▸ **TEKST DO PRZECZYTANIA**:
★ ★ ★
Cookie Consent by Privacy Policies Generator website
Menu

Cara Delevingne została współwłaścicielką firmy produkującej gadżety erotyczne

Cara Delevingne została współwłaścicielką firmy produkującej gadżety erotyczne
Znana brytyjska modelka to prawdziwa kobieta biznesu. (Fot. PAP/EPA)
Słynna aktorka i modelka wkroczyła właśnie do branży technologii erotycznych. Została współwłaścicielką i doradcą kreatywnym startupu Lory DiCarlo. Cara Delevingne będzie nie tylko promować produkty tej marki i wzbogacać jej ofertę, ale przede wszystkim chce przełamywać tabu, jakim wciąż jest czerpanie przyjemności z seksu.
★ ★ ★
Kontynuuj tekst o Carze Delevingne i startupie Lory DiCarlo, zaczynając zaraz po jego ostatnim zdaniu.

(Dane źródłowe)
★ ★ ★
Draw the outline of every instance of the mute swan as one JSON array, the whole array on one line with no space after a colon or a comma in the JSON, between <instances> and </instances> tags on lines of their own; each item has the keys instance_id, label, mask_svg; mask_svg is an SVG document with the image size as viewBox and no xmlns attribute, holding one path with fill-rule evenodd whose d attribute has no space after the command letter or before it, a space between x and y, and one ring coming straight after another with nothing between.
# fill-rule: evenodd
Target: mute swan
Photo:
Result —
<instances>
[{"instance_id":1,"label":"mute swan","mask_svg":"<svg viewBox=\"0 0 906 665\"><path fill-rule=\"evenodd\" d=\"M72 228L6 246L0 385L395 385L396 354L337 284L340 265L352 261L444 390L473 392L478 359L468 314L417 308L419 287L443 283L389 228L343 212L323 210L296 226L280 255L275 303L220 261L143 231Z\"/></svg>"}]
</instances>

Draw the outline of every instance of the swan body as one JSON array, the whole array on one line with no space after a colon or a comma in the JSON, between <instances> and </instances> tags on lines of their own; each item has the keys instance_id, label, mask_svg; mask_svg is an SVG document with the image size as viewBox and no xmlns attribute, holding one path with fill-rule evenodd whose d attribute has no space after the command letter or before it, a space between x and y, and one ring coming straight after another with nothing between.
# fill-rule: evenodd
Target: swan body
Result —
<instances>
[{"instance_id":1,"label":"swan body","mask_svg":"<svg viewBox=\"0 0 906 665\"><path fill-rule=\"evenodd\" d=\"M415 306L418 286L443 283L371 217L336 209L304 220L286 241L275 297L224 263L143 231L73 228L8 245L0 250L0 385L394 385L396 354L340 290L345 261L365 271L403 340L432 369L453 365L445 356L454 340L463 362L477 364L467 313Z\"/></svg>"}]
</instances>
★ ★ ★
▸ **ODPOWIEDŹ PISEMNA**:
Reklama
Reklama

Misją firmy Lory DiCarlo, która została założona w 2017 roku, a już dwa lata później otrzymała na CES nagrodę Innovation Award in Robotics, jest zdestygmatyzowanie przyjemności seksualnej (szczególnie dla kobiet) i ulepszenie branży gadżetów erotycznych dzięki produktom, które bardziej opierają się na robotyce niż konwencjonalnych "zabawkach". Właśnie ta misja sprawiła, że Delevingne postanowiła dołączyć do tej marki.

"To jest coś, o czym myślałem od bardzo dawna i trochę czasu zajęło mi znalezienie odpowiednich ludzi do zrealizowania swoich pomysłów. Wychowałam się w dość stłumionym i konserwatywnym angielskim środowisku. Ten związek, jaki masz ze sobą, jest najważniejszy na świecie. I nie chodzi tylko o zadowalanie siebie, ale o odkrywanie i kochanie siebie" - podkreśliła.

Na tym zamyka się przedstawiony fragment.